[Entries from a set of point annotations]
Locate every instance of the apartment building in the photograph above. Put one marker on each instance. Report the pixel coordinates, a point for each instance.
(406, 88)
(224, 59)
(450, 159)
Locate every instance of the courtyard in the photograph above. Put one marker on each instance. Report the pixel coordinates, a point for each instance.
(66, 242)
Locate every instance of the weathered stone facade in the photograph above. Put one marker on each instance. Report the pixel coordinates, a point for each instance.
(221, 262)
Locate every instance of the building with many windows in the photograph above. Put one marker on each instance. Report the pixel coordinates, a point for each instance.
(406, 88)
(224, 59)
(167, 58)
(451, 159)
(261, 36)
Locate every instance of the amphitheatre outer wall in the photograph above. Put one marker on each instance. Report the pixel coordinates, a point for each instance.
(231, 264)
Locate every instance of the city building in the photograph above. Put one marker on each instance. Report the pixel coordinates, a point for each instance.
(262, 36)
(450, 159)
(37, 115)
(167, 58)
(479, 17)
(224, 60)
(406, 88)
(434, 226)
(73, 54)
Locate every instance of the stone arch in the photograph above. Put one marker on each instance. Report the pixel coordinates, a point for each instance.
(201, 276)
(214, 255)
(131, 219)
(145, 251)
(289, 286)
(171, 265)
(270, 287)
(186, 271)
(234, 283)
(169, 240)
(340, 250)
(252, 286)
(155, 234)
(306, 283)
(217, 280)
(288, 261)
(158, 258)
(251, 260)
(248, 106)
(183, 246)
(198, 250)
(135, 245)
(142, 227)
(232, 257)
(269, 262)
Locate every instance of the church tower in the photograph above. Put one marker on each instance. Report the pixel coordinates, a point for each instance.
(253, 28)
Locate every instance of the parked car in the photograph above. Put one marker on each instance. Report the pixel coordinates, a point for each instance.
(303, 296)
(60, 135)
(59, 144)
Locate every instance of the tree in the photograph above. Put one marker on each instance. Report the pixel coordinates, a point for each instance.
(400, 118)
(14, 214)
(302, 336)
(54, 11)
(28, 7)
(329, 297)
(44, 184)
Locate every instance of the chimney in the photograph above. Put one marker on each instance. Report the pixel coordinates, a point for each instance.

## WHAT THE EXERCISE ASKS
Please reproduce all of the lines above word for word.

## CORRECT RESULT
Locate every instance of the apartment building in the photograph above. Put one marker on each instance. Report the pixel coordinates, a point for each instance.
(406, 88)
(224, 59)
(450, 159)
Locate every instance of the courtyard in the photograph above. Put one marker on each instance. Report the pixel coordinates, a point for each instance.
(66, 242)
Locate every instance of the weathered stone facade in the photograph above. Put one marker on each instance. Report the pixel coordinates, a point for each instance.
(221, 262)
Locate every instance of the building with many windows in the photograph above. Put one marker on each instance. Report the pixel coordinates, a point for each instance.
(406, 88)
(224, 59)
(167, 58)
(451, 159)
(261, 36)
Locate every instance of the amphitheatre outer wall in the photograph above. Put one marker on each instance. Report the pixel coordinates, a point for each instance.
(231, 264)
Locate every instance of the city building in the photograph above. Put one marker on each instance. Report the pixel coordinates, a point for each instance.
(262, 36)
(450, 159)
(37, 115)
(167, 58)
(479, 17)
(224, 60)
(406, 88)
(434, 226)
(73, 54)
Locate every instance of the stone arch in the photograph above. Put one marker on each instance. Report the pixel coordinates, a point for each instance.
(201, 276)
(214, 255)
(131, 219)
(145, 251)
(289, 286)
(171, 265)
(270, 287)
(186, 271)
(234, 283)
(169, 240)
(340, 250)
(252, 286)
(155, 234)
(306, 283)
(217, 280)
(288, 261)
(158, 258)
(251, 260)
(248, 106)
(183, 246)
(198, 250)
(135, 245)
(142, 227)
(232, 257)
(269, 262)
Locate every instance of the church tower in the photograph above. Put one marker on each instance. Report the pixel coordinates, a point for each instance.
(253, 28)
Locate every instance of the parked car in the photograph above. Put one marker on each instance. Report the pixel coordinates, a point for each instance.
(303, 296)
(60, 135)
(59, 144)
Locate every instance of the tree in the photograph above. Put one marker on each instance. Report the pixel coordinates, a point for each instance.
(400, 118)
(14, 214)
(302, 336)
(54, 11)
(28, 7)
(329, 297)
(44, 184)
Locate every instance of the chimney in the photograph above. Put one marker on each instance. Report the pixel coordinates, a point for each instance.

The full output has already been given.